ページ本文:
= = = = =

| 第106回「自分探し」より「仕事探し」
 青い鳥を探すみたいに、若者たちの間で「自分探し」が流行っているという。
 おかしな流行だ。
 鏡に映った自分の顔を穴のあくほど見つめれば、
 ほんとうの自分が発見できるとでもいうのだろうか。
 以前、ニート(NEET)と呼ばれる
 学業にも仕事にも就かない無就業者の話をしたことがあるが、
 彼らは判で捺したようにこういう。
 「希望する仕事が見つからない」
 「きっとどこかに自分を活かせる仕事があるはずだ」と。
 そんなものあるわけない。「自分」を活かせる仕事というが、
 ほんとうの自分とはいったい何者で、
 その自分が
 他に誇るべき何ほどのものを持ち合わせているというのか。
 口だけは減らぬ彼らは、きっとこういうに決まっている。
 「あなたの眼に映っているボクは、
 いかにも浅薄な感じの男で頼りなげに見えるかも知れないが、
 ほんとうの自分はそんなものじゃない。
 複雑な問題を考えもするし、高尚な話だってできるんだ。
 見た目だけで気易く判断しないでもらいたいね」
 実は、もっとましなほんとうの自分というものが別にあって、今、あなたの目の前に突っ立っている自分は仮の姿、
 ホンの一部でしかない、とこういうのである。

= = = = =

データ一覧
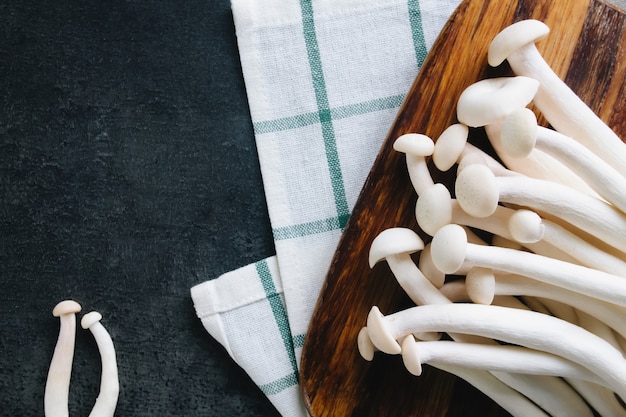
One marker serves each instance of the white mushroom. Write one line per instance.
(395, 245)
(488, 102)
(450, 146)
(504, 358)
(578, 250)
(450, 250)
(520, 135)
(416, 147)
(436, 208)
(565, 111)
(58, 383)
(492, 99)
(106, 402)
(524, 328)
(481, 287)
(479, 191)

= = = = =

課題と演習:
[1] 「自分探し」についての文章をもとに、次の問いに答えよ。
(a) 若者たちの間で「自分探し」が流行っている様子は、何を探すみたいだと書かれているか。
(b) ニートが判で捺したように言う言葉のうち、最初に挙げられているものは何か。
(c) 彼らが言うと想定されている言い分で、ほんとうの自分には何ができるとされているか。
[2] 「自分探し」についての文章の続きを、最後の一文の後から書き進めよ。
データはここでは一切使わない。

解答:
[1]
(a) 青い鳥
(b) 「希望する仕事が見つからない」
(c) 複雑な問題を考えもするし、高尚な話だってできる。

[2]
 若いころは、とかくこうした迷信に陥りがちになる。
 実はその自己肥大化こそ青春の特権というべきものなのだが、
 「もっとましなほんとうの自分」なんてものは幻想で、
 人間は見かけどおりのもの、それ以上でも以下でもない、
 と私はそのことをほとんど確信している。
 売文が私の生業だからといって、なにか気の利いた観念やら思想が
 最初から頭の中につまっているわけではない。
 それらを言葉巧みに表現しているのだ
 と勘違いしている御仁がいるが、それはまったく違う。
 頭の中に何か漠たるものがあって、それが何かわからない。
 わからないままに書いていくと、
 何やら目鼻がつき、くっきりした姿を現してくる。
 (そうか、俺はこんなことを考えていたのか……)。
 自分でも驚くことがある。
 表現とは概ねこうしたもので、書いてみないとわからない。
 頭の中で、「自分探し」を百万遍繰り返しても、
 ほんとうの自分など見つかりっこない。
 そんなものは最初から存在しないからだ。
 「自分」なんてものは仕事をこなしていくうちに
 自然と見えてくるもので、
 「自分探し」のあとに「仕事探し」では、
 順序があべこべなのである。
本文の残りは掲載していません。